** Opening Page text block **

It was a carefree and fun Saturday night like many others when Monica Petralia went out to dinner with friends at a pizzeria near the city of Ferrara (Italy). She ordered the usual — a mushroom and ham pizza. Little did she know it would lead to a life-changing near-death experience.
In 2013, she appeared on the Italian Catholic television network TV2000 to talk about her experience. She recounted how, three hours after eating the pizza:
Her friends immediately took her to the emergency room in Ferrara, a 30-mile journey. Monica was in very serious condition and the doctors didn’t know what to do. They discovered that she had suddenly become allergic to some everyday foods. It was the tomato that put her in a coma that night.
I found myself in a hypercapnic coma; that is, there was no more gaseous exchange of oxygen and carbon dioxide in my lungs (…) My chances of salvation were nil. The doctors even said that if I survived I would be in a vegetative state.
Her near-death experience
At a moment of crisis during the coma that lasted three days, the doctors were deciding whether to keep her on life support. Monica experienced a dramatic and at the same time wonderful near-death experience:
I was dead but I could see and hear everything the doctors were saying. I could hear the doctors saying, “No, come on, unplug the machines,” and “No, come on, let’s keep her alive.” I was seeing and hearing everything and I saw and experienced a wonderful tunnel of light. I went completely out of my body. I saw the doctors scrambling to save me but I was above my body. I didn’t feel the physical pain but I saw everything and made an “okay” sign with my fingers to say everything was okay.

** Closing Page text block **
** Opening Data under study block **

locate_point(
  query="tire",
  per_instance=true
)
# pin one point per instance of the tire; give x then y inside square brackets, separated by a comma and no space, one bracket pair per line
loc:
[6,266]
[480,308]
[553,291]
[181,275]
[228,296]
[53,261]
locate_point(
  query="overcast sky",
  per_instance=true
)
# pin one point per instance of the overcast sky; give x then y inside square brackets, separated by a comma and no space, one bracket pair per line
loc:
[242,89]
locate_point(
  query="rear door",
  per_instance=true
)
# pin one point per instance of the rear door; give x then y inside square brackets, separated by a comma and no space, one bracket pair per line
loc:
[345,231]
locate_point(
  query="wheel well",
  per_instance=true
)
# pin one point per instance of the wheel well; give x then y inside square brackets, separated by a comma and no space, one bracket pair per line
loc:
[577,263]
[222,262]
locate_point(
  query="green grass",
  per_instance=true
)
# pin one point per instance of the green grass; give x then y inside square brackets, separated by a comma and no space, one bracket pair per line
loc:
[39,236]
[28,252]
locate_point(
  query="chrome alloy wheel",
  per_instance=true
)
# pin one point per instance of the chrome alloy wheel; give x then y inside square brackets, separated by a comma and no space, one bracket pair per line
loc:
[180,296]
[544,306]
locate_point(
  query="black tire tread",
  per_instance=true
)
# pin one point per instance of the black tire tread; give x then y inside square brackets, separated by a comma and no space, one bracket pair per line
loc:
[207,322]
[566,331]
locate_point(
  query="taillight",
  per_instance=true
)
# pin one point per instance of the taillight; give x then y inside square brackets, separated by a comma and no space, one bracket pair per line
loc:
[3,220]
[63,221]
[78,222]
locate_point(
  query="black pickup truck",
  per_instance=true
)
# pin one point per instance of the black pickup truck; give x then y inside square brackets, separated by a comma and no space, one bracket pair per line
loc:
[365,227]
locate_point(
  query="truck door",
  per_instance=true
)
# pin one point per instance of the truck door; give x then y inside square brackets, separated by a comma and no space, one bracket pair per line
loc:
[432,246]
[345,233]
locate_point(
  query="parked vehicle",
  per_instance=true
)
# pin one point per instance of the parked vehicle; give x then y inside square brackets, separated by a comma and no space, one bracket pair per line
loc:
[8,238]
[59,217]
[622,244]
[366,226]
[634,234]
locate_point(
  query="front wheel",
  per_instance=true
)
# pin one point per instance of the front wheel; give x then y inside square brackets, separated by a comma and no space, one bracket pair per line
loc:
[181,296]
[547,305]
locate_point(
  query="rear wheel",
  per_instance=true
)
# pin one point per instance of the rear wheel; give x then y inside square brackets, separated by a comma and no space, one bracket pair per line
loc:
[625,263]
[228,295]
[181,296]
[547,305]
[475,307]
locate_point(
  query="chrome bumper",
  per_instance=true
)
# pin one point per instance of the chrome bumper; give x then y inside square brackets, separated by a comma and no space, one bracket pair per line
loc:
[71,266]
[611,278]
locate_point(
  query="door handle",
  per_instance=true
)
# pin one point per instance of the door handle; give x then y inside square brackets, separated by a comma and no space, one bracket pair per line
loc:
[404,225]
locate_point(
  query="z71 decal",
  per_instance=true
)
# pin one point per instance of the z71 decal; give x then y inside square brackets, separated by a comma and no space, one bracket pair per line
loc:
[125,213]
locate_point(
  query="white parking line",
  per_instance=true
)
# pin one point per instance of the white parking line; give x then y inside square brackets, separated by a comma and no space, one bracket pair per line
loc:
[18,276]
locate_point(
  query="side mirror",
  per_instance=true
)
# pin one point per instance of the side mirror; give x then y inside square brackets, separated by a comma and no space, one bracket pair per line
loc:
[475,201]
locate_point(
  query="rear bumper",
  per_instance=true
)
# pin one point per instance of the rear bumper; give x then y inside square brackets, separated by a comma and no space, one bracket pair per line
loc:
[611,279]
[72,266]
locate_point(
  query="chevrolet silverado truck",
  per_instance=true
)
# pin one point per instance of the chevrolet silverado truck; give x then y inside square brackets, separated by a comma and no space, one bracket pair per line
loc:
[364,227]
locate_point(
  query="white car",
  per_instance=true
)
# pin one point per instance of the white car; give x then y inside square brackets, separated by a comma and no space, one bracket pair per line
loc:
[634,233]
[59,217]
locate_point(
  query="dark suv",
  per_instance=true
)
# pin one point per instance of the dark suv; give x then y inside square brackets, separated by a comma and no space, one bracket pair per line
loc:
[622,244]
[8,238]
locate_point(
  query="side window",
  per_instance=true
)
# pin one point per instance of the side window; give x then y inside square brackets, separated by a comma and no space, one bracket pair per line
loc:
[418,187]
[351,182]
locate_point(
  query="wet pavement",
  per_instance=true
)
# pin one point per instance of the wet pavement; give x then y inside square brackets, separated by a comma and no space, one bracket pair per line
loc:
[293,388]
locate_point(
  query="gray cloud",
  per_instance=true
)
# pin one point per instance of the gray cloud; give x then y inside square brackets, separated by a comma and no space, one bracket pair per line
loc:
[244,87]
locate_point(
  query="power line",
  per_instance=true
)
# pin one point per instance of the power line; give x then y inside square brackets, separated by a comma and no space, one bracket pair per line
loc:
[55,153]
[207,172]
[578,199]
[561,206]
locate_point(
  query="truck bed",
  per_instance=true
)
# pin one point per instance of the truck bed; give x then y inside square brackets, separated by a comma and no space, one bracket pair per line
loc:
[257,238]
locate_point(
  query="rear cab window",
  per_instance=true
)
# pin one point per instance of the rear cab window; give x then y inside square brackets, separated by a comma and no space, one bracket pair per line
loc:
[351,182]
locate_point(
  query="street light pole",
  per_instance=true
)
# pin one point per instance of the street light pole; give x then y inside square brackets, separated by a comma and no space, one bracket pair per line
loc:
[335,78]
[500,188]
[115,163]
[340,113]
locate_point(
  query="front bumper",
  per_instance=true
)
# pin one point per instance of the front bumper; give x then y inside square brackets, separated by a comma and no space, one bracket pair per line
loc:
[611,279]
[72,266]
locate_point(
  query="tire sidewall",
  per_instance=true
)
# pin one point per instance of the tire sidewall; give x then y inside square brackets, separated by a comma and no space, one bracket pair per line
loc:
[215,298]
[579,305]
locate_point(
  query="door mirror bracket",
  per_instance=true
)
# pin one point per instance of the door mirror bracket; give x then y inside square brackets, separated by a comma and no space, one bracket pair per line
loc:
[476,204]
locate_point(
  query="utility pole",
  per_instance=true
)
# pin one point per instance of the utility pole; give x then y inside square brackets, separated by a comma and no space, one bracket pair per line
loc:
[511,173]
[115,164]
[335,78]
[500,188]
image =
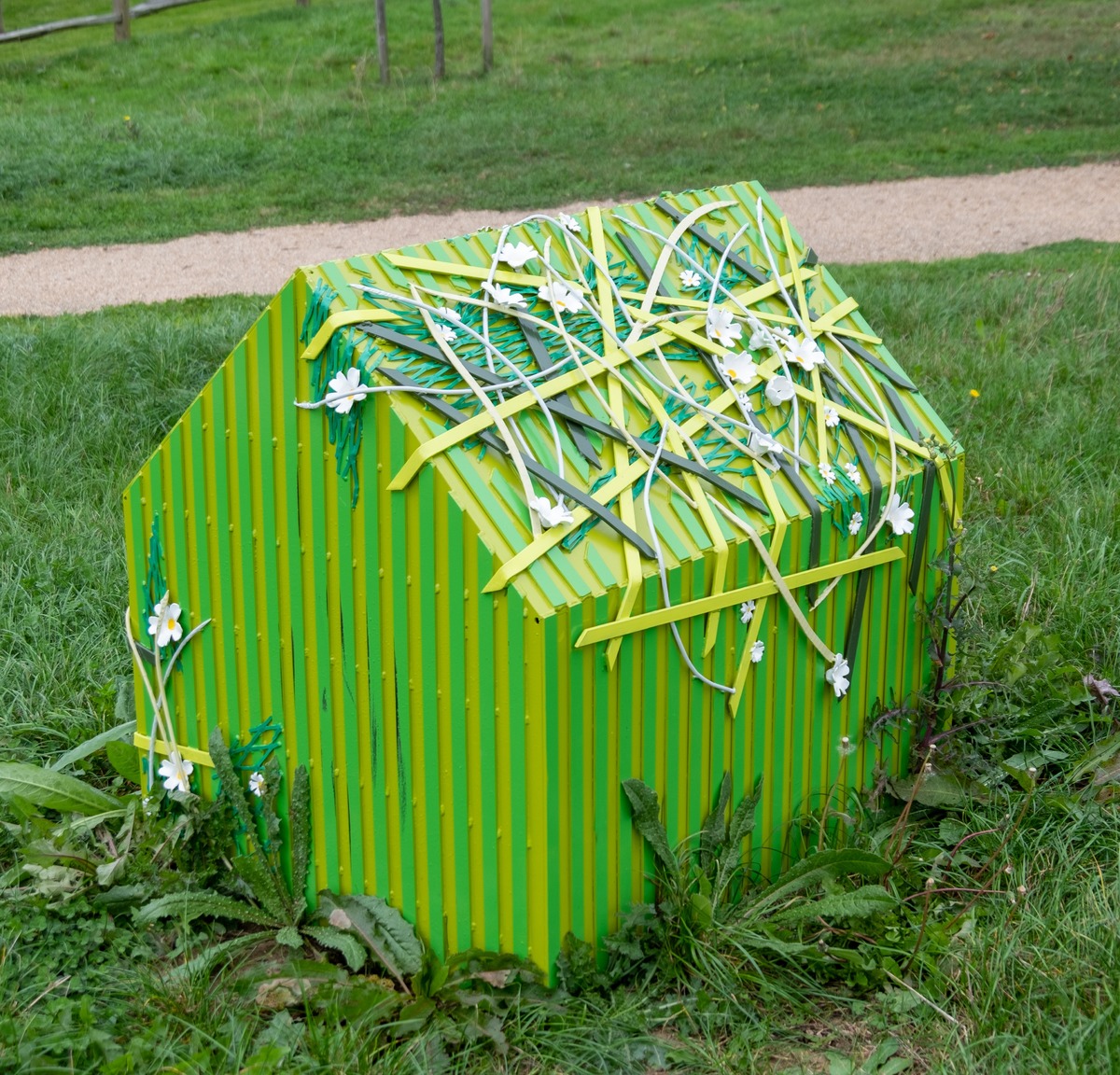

** Closing Data under study block **

**Task**
Continue the account above of Monica Petralia's near-death experience, starting after its last sentence.

**Answer to the problem**
A blazing light greeted her, giving her a feeling of extraordinary peace and well-being that she had never felt before:
I saw this wonderful tunnel of light, with wonderful colors, wonderful melodies (…) that not even the most beautiful sunset on this earth can give. I was fine there, I had no perception of pain, of judgment (…) It was beautiful. Wonderful people came around me, dressed normally, smiling at me, welcoming me.
Among these presences Monica recognized Padre Pio and Pope John Paul II.
Her unexpected recovery
The chief doctor of the intensive care unit gave her up for dead. He could see no hope.
The doctors had said I would not recover. I had a sister in the waiting room who prayed a lot to Our Lady for me (…) and asked her if I could live a little longer on this earth.
40 days of convalescence and a desire to help others
After a short time, Monica awoke from her coma without any irreversible damage, contrary to every prognosis. Her convalescence lasted 40 days. It was a long, complex period, but in that desert God inspired in her heart a desire to be near the sick in the very same hospital where she received treatment:
Little by little I came to feel that that was my path; probably the Lord had wanted to give me a strong shake to get me on the road again. (…) It was as if a little voice was saying to me, “I have brought you back to life, but now you must work for me through your brothers and sisters most in need.’
And so for many years Monica has been a caregiver, supporting patients and standing by the sick in the very ward where she too was once hospitalized.
Shortly after recovering her health, with her soul filled with gratitude, she decided to handwrite a letter to Pope John Paul II, who unexpectedly replied to her. It was an immense joy for her to receive the Holy Father’s apostolic blessing – a precious gift that she will never forget.
I wish the Holy Spirit would always give me a smile and the strength to be able to say to people who are (…) worse off than me: “Come on! Don’t be afraid of this earthly life because although we are just passing through, the Lord is our goal.”